THE TASK
Count the lines below with the string "post" in them. Only the number should be given.
Top of RECORDS PROVIDED
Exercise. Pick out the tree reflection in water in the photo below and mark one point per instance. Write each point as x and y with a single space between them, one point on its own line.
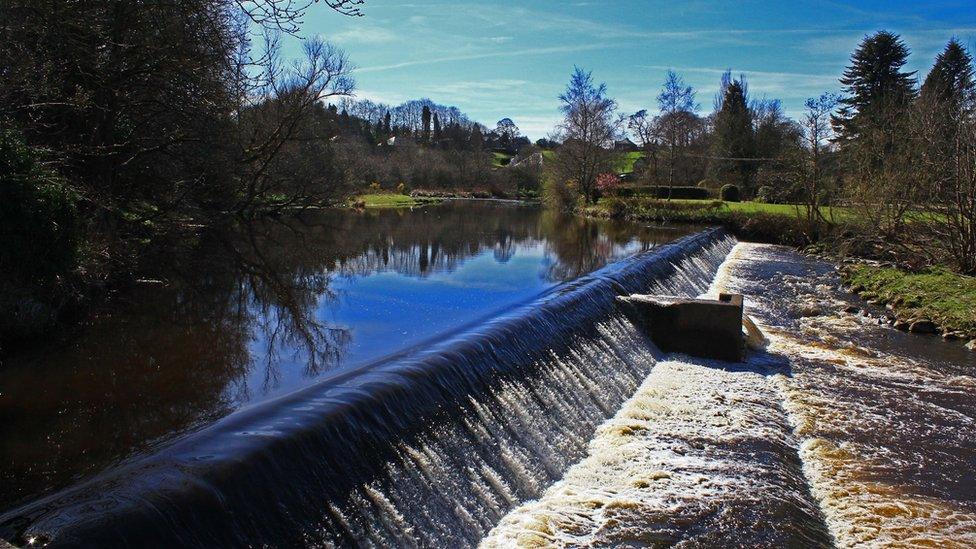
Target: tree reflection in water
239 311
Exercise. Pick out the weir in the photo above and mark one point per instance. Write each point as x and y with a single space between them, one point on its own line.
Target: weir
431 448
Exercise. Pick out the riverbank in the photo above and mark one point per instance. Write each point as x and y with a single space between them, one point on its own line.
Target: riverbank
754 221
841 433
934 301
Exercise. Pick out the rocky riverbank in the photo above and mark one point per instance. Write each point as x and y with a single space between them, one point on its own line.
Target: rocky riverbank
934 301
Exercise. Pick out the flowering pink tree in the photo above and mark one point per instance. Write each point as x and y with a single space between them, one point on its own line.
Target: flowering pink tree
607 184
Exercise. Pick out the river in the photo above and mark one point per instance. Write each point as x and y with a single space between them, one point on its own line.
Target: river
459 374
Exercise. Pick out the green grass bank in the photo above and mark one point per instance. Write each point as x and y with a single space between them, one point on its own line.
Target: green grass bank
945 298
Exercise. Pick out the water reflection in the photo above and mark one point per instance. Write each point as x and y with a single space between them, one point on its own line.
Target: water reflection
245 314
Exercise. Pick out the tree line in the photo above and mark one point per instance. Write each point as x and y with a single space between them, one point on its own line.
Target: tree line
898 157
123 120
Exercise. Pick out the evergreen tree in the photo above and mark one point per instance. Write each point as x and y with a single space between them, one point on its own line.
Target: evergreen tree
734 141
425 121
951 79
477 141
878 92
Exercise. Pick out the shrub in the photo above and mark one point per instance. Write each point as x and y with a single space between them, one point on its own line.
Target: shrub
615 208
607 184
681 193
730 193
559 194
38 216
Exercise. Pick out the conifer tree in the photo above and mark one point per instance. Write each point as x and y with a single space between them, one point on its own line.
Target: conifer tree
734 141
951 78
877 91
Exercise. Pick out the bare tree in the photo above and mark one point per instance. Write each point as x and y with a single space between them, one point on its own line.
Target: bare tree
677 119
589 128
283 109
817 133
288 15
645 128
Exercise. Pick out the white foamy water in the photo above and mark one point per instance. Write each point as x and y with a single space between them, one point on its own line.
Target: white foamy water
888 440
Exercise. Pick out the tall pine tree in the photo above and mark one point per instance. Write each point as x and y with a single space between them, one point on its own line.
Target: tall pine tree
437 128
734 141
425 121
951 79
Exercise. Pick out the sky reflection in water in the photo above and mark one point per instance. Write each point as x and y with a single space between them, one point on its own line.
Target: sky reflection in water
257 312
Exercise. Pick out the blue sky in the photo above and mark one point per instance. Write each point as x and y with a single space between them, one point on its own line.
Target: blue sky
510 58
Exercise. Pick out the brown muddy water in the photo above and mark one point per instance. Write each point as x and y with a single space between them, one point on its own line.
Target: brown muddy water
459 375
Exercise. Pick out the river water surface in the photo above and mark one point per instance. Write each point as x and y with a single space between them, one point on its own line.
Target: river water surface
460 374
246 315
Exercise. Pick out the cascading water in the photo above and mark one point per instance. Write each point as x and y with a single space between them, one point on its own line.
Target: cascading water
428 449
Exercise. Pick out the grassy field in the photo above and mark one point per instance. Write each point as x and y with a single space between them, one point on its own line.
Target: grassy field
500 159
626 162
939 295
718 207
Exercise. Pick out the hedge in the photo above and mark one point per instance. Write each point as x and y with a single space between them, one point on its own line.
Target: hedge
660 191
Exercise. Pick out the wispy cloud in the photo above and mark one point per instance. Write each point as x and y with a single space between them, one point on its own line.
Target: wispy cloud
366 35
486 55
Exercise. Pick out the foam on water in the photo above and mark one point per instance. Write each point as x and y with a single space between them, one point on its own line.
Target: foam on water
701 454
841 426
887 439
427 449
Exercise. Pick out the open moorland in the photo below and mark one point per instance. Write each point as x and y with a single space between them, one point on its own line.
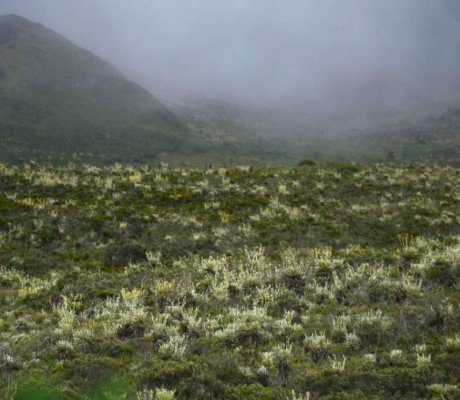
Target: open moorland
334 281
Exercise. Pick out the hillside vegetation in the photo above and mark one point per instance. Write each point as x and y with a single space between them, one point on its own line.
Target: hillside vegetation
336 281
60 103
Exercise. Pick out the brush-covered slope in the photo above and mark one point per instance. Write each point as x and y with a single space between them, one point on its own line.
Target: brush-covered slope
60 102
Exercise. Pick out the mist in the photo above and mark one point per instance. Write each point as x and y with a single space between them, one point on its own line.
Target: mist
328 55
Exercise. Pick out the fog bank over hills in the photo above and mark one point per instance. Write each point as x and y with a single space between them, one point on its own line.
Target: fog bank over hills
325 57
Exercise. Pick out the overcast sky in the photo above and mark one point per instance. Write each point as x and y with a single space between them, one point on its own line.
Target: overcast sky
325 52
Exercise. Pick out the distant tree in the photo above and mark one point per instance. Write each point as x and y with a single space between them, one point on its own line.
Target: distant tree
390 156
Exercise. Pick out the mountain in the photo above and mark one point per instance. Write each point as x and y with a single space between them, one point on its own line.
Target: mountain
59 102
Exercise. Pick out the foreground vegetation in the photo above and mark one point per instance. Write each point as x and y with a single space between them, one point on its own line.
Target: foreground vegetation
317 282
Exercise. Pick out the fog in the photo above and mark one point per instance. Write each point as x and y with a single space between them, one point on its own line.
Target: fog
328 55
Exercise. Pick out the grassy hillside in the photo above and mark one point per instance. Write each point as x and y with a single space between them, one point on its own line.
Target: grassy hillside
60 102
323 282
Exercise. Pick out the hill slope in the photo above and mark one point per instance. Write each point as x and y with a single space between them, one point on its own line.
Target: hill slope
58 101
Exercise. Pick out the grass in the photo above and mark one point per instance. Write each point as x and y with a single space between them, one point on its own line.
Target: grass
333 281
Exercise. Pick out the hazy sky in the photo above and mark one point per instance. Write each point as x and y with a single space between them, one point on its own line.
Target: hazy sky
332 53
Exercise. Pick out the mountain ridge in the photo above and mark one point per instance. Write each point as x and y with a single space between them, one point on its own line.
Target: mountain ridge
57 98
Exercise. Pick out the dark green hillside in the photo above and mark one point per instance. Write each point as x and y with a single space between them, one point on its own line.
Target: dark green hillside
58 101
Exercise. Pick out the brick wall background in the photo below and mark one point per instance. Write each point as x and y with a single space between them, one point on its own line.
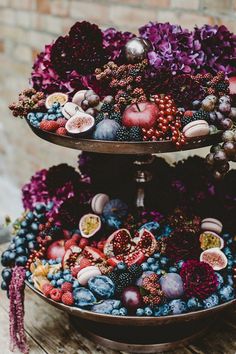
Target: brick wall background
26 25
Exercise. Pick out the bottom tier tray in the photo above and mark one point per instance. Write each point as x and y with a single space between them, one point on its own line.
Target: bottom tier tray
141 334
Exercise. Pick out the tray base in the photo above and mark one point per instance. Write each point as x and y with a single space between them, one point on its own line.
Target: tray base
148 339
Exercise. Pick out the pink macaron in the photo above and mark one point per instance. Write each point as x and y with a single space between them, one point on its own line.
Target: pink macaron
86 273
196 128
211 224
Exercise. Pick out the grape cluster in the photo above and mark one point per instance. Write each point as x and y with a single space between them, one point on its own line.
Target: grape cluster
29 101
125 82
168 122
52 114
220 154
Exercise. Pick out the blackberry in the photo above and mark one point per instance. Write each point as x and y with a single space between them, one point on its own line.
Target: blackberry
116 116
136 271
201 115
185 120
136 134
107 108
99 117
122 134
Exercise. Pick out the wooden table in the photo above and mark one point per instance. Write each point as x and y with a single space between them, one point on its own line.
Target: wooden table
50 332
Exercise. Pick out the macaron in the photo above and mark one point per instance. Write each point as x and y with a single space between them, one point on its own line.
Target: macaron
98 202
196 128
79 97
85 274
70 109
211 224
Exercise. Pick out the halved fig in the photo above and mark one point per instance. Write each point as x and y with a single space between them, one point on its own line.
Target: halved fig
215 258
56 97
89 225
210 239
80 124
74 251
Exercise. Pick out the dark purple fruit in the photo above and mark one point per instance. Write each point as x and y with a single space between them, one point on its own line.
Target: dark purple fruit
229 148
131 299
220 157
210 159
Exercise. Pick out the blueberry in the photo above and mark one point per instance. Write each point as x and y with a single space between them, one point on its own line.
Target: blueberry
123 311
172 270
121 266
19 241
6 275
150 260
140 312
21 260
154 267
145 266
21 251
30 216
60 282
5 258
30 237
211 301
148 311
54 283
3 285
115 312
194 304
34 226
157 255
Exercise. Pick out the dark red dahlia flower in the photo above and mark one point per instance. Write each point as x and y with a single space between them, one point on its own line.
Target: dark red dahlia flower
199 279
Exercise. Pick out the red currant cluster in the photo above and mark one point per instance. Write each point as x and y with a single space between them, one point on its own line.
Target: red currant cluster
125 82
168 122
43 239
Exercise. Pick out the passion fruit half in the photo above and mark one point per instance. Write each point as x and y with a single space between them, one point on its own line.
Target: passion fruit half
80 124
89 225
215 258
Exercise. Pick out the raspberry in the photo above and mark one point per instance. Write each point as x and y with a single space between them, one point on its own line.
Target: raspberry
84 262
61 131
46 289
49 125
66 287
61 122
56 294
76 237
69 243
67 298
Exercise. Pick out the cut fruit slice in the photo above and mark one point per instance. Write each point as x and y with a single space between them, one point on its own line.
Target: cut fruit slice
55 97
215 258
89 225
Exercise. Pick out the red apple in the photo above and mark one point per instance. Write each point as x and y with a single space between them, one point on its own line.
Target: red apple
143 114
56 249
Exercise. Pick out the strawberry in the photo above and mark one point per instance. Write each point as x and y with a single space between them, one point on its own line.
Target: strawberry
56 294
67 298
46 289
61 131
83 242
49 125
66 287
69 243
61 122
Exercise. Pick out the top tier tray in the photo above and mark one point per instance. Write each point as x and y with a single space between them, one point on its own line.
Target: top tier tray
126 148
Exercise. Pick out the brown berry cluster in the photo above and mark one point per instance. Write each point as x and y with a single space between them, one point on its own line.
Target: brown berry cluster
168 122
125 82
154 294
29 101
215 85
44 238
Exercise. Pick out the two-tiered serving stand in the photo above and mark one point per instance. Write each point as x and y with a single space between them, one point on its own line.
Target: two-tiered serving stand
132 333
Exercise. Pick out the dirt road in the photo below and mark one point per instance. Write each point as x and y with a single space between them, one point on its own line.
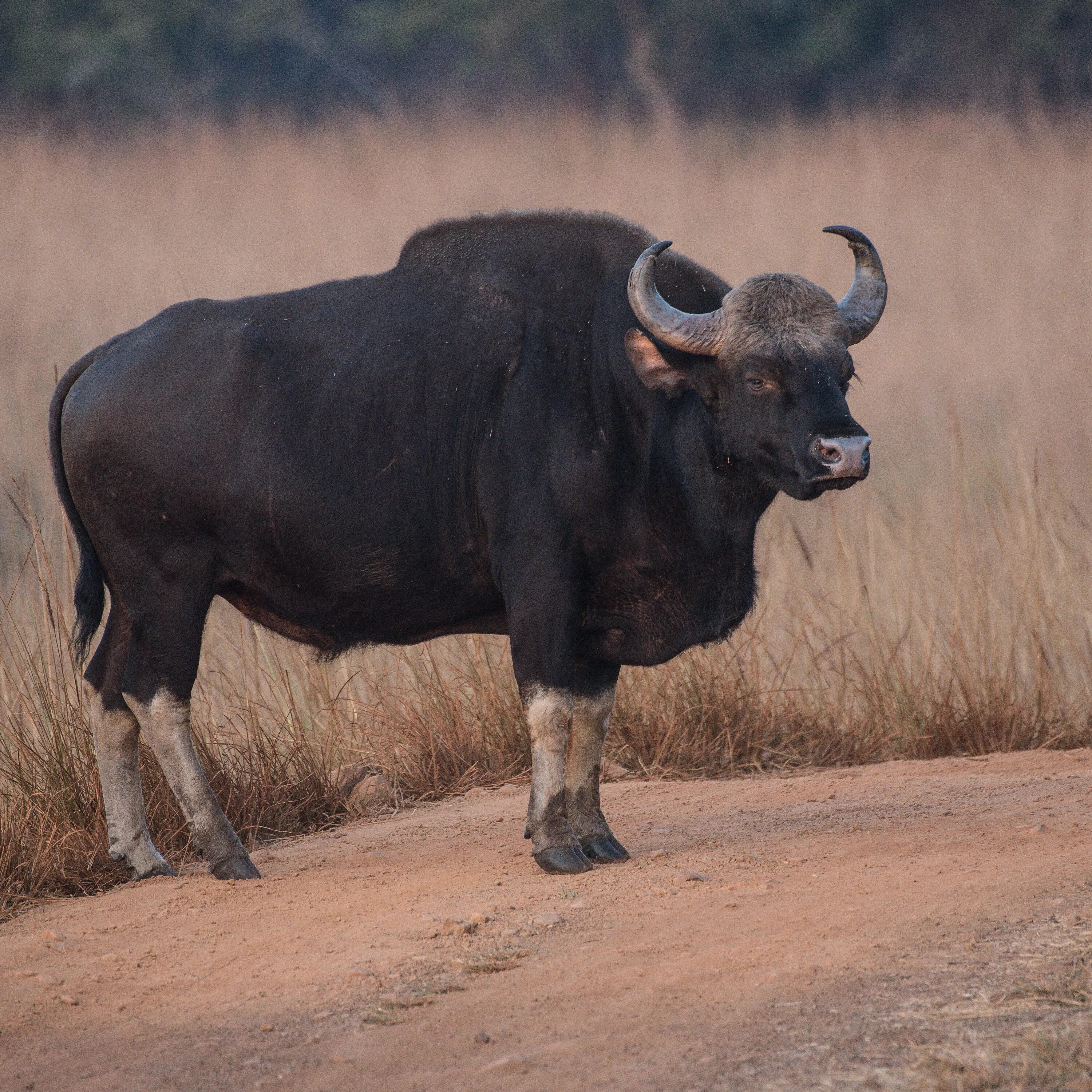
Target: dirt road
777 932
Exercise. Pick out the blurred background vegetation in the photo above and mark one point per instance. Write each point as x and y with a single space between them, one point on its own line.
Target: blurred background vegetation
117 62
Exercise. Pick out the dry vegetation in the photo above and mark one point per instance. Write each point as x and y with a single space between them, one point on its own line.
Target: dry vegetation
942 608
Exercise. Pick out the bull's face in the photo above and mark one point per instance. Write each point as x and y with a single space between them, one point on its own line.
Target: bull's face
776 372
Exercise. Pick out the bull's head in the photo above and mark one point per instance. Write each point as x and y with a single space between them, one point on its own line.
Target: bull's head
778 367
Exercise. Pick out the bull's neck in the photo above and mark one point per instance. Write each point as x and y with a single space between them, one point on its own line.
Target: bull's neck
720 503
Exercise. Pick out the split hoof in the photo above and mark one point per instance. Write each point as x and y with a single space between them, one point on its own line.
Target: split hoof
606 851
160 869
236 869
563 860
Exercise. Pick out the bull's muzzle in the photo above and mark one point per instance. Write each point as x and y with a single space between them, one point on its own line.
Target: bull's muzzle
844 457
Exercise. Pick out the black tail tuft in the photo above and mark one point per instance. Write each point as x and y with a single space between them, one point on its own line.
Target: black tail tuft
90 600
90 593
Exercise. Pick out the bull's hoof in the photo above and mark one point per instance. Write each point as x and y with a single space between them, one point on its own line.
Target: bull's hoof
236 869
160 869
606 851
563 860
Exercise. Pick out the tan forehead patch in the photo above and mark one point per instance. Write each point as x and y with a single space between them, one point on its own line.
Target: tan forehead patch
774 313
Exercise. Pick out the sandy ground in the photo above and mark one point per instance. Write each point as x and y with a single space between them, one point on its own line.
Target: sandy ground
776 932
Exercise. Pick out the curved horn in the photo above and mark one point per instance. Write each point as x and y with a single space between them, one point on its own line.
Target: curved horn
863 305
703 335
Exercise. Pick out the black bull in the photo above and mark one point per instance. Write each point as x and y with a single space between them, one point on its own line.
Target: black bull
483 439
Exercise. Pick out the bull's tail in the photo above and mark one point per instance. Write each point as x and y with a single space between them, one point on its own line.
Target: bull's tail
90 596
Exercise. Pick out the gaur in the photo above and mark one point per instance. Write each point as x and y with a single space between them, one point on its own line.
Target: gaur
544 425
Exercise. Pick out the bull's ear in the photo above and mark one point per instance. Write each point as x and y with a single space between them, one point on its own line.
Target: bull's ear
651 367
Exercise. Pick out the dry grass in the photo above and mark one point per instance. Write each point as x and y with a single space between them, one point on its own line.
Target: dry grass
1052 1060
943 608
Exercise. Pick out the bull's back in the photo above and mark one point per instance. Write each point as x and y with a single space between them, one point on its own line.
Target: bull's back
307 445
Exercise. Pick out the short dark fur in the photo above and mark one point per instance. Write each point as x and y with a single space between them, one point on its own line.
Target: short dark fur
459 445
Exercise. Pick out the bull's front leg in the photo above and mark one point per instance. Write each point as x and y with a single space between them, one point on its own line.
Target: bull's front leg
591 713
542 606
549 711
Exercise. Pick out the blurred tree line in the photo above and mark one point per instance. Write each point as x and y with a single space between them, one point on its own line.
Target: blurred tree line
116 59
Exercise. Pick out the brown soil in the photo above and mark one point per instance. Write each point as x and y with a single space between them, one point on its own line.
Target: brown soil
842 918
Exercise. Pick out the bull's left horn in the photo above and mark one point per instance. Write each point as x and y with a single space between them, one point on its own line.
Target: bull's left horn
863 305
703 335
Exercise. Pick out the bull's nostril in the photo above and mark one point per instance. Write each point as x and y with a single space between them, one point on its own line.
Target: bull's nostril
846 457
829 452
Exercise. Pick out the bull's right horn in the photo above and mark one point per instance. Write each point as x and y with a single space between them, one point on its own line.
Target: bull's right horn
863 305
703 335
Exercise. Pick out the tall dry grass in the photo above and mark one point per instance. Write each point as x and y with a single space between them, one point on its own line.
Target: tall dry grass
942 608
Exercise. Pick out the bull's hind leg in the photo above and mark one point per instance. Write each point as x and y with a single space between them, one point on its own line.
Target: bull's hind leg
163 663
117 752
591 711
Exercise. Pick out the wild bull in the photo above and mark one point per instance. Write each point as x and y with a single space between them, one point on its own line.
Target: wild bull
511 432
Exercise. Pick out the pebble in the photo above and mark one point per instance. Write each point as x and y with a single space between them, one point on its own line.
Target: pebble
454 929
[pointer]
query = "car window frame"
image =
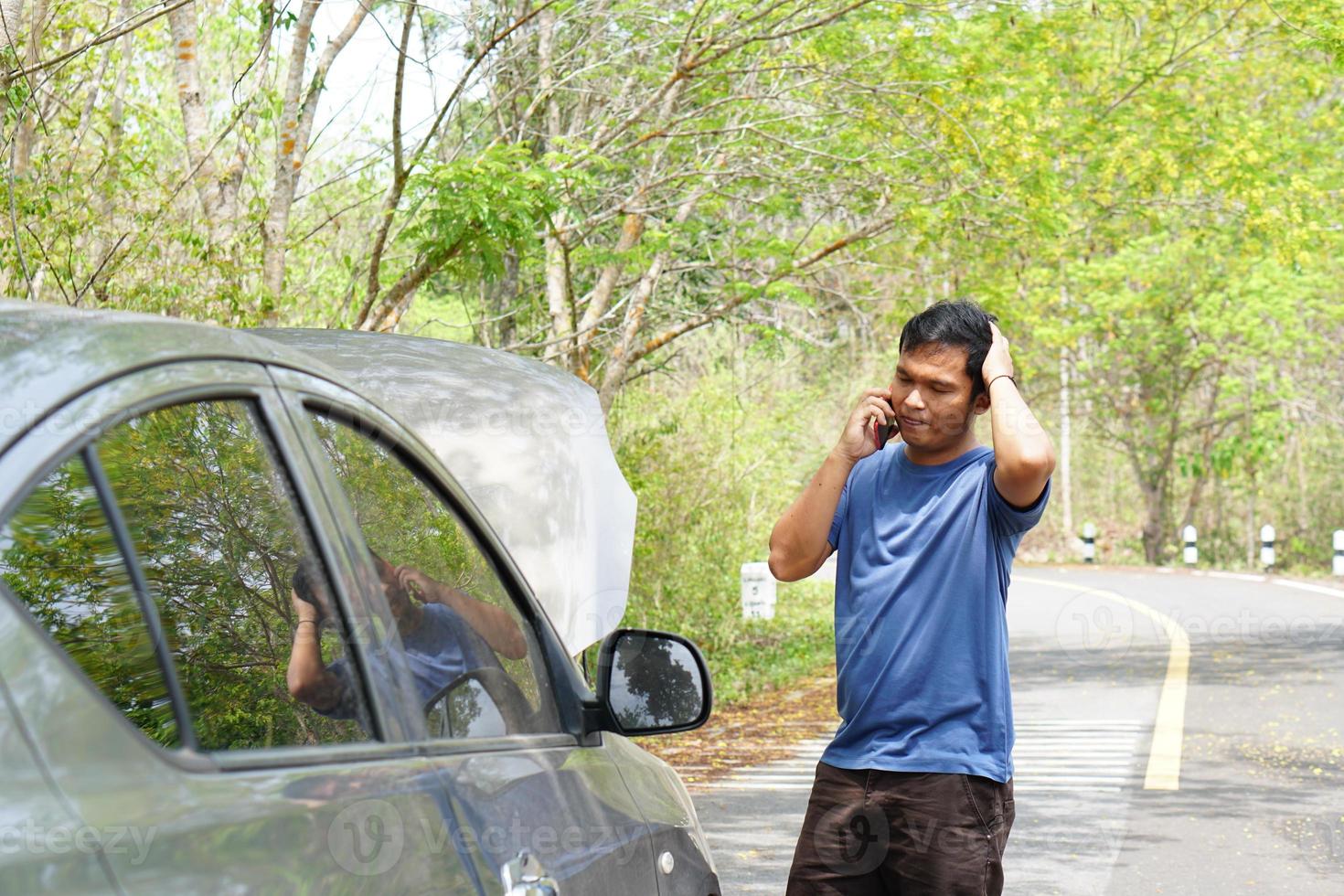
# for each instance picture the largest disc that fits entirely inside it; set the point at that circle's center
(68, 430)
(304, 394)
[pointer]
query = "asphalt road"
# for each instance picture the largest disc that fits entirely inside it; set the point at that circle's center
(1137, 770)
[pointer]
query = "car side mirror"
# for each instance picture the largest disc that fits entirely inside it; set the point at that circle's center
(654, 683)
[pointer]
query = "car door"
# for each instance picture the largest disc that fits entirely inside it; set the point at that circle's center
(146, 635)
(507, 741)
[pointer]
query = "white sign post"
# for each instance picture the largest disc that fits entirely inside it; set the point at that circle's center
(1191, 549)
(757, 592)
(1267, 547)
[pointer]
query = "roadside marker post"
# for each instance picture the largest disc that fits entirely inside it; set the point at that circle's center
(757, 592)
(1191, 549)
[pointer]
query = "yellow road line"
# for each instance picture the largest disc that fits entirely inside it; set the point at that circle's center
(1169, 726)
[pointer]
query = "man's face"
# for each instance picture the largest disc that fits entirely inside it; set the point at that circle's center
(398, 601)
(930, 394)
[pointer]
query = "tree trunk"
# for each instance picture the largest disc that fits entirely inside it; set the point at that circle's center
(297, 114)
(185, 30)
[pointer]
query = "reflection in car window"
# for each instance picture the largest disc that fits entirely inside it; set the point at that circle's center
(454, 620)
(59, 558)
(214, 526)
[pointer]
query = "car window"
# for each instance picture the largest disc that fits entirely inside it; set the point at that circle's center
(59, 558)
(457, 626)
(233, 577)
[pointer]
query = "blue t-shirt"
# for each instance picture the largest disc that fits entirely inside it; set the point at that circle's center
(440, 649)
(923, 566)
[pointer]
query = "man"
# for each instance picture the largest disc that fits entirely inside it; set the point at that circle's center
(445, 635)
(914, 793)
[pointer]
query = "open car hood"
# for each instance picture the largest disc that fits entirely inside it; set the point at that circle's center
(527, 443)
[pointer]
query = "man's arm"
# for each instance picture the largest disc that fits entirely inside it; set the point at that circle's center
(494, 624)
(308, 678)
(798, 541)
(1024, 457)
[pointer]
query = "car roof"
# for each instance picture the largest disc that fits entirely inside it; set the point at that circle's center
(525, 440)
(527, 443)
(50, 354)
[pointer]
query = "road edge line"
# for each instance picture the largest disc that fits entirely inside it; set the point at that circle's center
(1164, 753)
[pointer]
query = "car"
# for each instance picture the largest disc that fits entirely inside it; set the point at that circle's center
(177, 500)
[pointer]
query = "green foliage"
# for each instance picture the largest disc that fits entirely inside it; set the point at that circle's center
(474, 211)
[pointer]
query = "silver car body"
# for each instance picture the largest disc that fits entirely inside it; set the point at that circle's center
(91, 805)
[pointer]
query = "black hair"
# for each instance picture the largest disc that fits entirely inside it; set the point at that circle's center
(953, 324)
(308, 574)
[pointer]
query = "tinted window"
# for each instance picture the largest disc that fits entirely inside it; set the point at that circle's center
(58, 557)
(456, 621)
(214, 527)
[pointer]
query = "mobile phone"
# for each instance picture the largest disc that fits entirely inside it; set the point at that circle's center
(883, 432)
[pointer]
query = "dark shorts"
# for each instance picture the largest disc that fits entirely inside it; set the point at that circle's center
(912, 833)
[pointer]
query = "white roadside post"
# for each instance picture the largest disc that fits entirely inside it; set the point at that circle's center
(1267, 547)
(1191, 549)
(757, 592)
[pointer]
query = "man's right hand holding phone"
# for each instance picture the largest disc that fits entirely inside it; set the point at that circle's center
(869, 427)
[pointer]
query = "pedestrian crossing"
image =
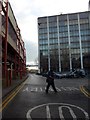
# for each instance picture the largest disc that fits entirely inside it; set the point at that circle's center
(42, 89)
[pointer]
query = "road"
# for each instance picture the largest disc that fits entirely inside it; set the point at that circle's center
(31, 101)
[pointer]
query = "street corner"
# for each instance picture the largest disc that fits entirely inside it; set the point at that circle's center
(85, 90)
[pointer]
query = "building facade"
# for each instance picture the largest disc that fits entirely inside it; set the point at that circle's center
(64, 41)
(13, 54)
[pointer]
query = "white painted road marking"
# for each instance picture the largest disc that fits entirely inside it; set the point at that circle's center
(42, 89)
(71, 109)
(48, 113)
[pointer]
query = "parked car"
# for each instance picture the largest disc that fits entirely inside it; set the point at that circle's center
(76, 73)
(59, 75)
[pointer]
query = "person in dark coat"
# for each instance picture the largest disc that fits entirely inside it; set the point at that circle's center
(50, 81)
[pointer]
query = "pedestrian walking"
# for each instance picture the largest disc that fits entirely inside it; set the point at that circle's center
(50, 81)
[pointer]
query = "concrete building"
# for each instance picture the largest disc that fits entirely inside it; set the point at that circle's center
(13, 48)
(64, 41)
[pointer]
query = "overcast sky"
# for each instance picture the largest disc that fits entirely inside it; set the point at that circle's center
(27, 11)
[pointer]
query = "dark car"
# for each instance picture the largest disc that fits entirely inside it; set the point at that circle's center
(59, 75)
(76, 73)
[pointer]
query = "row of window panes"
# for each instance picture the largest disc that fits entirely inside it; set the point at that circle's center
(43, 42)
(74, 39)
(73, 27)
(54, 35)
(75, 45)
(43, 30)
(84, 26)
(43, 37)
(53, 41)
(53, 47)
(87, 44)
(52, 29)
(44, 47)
Bottom of RECORDS PROVIDED
ANSWER BOX
3